## Begin Material provided
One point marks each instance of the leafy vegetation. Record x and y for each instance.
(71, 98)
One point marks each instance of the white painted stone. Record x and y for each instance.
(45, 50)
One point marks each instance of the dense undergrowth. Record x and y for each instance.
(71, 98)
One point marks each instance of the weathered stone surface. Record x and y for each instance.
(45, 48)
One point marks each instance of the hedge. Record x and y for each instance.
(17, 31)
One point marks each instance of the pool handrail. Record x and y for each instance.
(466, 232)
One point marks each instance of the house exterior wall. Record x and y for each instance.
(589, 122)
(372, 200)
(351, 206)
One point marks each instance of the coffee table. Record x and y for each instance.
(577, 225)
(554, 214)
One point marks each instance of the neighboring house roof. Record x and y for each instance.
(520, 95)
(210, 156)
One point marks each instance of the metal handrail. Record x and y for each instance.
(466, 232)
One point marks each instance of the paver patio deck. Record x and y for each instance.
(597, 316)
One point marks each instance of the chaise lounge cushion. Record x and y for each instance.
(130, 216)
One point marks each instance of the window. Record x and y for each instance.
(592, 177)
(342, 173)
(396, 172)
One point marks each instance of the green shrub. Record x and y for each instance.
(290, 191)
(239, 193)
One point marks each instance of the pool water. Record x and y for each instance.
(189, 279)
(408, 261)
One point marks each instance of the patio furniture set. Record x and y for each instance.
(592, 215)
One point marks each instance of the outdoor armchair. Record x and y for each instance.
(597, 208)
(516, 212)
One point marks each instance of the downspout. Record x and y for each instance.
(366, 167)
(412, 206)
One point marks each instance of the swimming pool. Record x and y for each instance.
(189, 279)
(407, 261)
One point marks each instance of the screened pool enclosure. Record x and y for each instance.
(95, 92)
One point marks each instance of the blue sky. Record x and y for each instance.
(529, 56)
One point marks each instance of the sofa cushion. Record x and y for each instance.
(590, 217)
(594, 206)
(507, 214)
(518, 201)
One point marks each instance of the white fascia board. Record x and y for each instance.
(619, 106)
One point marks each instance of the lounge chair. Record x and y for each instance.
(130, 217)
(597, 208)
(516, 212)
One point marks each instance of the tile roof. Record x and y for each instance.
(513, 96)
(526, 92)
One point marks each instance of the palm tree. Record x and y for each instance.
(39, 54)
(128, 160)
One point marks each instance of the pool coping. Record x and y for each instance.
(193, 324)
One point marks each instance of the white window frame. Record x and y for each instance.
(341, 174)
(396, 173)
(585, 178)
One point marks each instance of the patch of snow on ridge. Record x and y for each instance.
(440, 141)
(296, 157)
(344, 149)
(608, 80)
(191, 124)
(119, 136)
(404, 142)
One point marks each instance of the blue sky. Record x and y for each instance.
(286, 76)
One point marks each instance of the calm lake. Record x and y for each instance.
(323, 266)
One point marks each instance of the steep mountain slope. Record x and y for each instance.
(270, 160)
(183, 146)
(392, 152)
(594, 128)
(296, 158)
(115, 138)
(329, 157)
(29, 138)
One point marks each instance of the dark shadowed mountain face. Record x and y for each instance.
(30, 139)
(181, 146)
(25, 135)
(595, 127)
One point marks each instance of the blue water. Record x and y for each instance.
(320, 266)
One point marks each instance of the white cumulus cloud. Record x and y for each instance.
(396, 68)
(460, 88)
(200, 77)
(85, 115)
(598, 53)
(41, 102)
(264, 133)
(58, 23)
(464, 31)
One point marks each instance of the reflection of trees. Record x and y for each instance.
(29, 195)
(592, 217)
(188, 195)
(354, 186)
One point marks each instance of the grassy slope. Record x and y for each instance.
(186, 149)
## End Material provided
Work to do >> Exactly reproduce the lines that run from the line with "One point marks each instance of the dark" through the last line of the records, inclusive.

Full solution >>
One point marks each instance of the dark shadowed mountain face. Record x and y for each instance.
(30, 139)
(181, 146)
(25, 135)
(595, 127)
One point marks each instance of the blue water. Record x and y for each instance.
(320, 266)
One point marks each instance of the white cumulus cloud. Record x and y for each instance.
(396, 68)
(460, 88)
(200, 77)
(85, 115)
(598, 53)
(41, 102)
(264, 133)
(58, 23)
(464, 31)
One point marks each instance of the reflection of trees. Record x and y for each instance.
(29, 195)
(592, 217)
(188, 195)
(354, 186)
One point marks each instance of the grassy slope. Record x and y for each instance.
(186, 149)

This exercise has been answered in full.